**Given information**
▶

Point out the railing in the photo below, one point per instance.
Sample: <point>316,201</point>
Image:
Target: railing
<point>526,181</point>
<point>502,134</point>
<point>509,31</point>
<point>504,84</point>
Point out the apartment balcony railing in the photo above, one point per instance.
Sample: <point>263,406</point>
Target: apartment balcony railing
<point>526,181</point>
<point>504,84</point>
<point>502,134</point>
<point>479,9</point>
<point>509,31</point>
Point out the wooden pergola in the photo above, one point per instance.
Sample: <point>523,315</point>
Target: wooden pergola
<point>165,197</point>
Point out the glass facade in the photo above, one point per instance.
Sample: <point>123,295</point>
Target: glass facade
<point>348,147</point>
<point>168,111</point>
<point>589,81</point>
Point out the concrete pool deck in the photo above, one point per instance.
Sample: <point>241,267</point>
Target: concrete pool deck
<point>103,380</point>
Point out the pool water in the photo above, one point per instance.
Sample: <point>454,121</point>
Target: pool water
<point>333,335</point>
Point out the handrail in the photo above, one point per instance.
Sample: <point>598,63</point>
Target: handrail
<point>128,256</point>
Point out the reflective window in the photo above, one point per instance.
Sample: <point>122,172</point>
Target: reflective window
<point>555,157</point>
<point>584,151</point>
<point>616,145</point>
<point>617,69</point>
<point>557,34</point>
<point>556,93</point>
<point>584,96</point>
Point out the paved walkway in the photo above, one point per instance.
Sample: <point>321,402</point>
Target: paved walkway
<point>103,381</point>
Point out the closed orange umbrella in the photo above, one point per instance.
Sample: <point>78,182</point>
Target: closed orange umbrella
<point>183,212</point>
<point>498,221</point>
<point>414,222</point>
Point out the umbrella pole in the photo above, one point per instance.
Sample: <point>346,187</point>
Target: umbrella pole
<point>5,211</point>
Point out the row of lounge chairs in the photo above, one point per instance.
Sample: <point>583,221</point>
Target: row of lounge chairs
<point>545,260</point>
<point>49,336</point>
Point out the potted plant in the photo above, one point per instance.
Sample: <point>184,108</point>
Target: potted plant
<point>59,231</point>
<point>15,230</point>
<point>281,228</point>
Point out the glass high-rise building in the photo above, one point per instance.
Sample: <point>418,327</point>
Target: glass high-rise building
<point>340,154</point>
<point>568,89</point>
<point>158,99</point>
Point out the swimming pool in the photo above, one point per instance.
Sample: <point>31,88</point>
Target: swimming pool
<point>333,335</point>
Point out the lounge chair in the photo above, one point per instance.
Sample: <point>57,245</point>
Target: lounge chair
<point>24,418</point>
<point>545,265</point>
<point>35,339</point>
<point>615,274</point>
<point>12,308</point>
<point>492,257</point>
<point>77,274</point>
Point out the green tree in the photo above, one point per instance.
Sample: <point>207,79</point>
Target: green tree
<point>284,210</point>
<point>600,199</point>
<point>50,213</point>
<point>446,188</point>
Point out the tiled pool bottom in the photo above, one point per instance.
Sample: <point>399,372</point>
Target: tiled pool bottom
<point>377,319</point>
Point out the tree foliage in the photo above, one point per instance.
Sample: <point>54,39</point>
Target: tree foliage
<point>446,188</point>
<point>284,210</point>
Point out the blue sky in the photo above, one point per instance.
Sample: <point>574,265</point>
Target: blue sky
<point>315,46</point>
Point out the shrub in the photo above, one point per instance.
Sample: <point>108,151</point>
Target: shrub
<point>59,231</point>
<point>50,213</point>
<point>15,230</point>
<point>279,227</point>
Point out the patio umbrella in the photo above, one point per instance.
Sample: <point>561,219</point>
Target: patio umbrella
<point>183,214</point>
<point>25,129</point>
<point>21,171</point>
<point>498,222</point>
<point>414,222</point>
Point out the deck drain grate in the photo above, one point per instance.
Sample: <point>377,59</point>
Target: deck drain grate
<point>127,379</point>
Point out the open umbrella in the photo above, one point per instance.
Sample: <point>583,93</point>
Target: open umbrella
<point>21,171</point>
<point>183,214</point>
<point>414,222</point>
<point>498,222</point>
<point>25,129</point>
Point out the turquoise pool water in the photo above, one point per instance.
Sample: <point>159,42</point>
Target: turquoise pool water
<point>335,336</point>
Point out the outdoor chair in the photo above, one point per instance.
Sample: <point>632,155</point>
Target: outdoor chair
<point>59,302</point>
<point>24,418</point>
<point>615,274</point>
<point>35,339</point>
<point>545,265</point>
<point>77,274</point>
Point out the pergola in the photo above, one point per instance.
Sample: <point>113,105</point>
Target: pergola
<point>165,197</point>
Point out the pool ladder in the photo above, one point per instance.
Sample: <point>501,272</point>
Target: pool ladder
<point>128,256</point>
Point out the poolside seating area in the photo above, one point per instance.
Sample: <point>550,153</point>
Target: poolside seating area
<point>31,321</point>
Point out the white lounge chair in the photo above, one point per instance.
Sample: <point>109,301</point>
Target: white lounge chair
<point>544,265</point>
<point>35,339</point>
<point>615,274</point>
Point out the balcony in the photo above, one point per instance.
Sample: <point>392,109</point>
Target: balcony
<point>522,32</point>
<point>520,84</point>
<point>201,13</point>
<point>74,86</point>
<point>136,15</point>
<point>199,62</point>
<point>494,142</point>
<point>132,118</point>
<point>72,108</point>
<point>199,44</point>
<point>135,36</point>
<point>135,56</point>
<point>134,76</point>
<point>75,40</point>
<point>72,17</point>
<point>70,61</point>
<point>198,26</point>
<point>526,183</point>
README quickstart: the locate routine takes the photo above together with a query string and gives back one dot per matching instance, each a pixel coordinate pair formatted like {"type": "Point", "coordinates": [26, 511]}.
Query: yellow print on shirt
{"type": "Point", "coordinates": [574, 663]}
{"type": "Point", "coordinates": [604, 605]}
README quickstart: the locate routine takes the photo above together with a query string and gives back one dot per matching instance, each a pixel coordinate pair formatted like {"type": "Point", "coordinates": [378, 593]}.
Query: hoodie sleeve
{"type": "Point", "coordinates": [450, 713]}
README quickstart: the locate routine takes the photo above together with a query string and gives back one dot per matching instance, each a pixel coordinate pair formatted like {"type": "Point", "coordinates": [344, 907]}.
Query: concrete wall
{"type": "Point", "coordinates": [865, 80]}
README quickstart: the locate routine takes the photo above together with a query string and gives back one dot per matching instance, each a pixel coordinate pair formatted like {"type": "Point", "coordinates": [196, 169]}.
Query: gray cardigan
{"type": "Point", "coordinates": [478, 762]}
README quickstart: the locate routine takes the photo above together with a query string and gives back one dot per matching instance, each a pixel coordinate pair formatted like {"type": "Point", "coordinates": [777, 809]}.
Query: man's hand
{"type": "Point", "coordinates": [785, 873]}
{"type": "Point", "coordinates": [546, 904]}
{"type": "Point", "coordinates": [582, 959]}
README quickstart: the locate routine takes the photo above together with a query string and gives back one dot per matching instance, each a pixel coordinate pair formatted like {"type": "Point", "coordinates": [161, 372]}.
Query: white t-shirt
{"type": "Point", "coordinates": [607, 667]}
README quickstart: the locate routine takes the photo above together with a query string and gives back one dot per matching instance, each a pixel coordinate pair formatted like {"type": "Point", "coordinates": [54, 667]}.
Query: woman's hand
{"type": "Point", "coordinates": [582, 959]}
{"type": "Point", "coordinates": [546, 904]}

◀

**Do this**
Repeat the lines between the one holding "Point out the wooden" and the one holding "<point>5,211</point>", inclusive, swapping "umbrella" for "parasol" and leaving everything else unchanged.

**Full response**
Point out the wooden pergola in the photo above, one point per instance.
Sample: <point>523,315</point>
Target: wooden pergola
<point>165,197</point>
Point out the glass facade in the photo above, one point per instance.
Sample: <point>123,295</point>
Target: glass facade
<point>348,147</point>
<point>168,111</point>
<point>589,81</point>
Point out the concrete pool deck in the photo above, one point per instance.
Sample: <point>241,267</point>
Target: concrete pool deck
<point>103,380</point>
Point out the pool water in the photo above, one point per instance.
Sample: <point>454,121</point>
Target: pool water
<point>333,335</point>
Point out the handrail in the photo above, one point per instance.
Sample: <point>598,63</point>
Target: handrail
<point>128,256</point>
Point out the reflective window in the photo above, one point per instance.
Sample: <point>122,172</point>
Target: reflective window
<point>555,157</point>
<point>584,151</point>
<point>616,145</point>
<point>617,69</point>
<point>557,34</point>
<point>556,93</point>
<point>584,96</point>
Point out the paved walkway in the photo above, one point per instance.
Sample: <point>321,402</point>
Target: paved walkway
<point>103,381</point>
Point out the closed orange parasol in the photo above, one point per instance.
Sample: <point>78,182</point>
Target: closed orange parasol
<point>183,212</point>
<point>498,221</point>
<point>414,222</point>
Point out the parasol pole in the photo above, one point per instance.
Sample: <point>346,187</point>
Target: parasol pole
<point>5,211</point>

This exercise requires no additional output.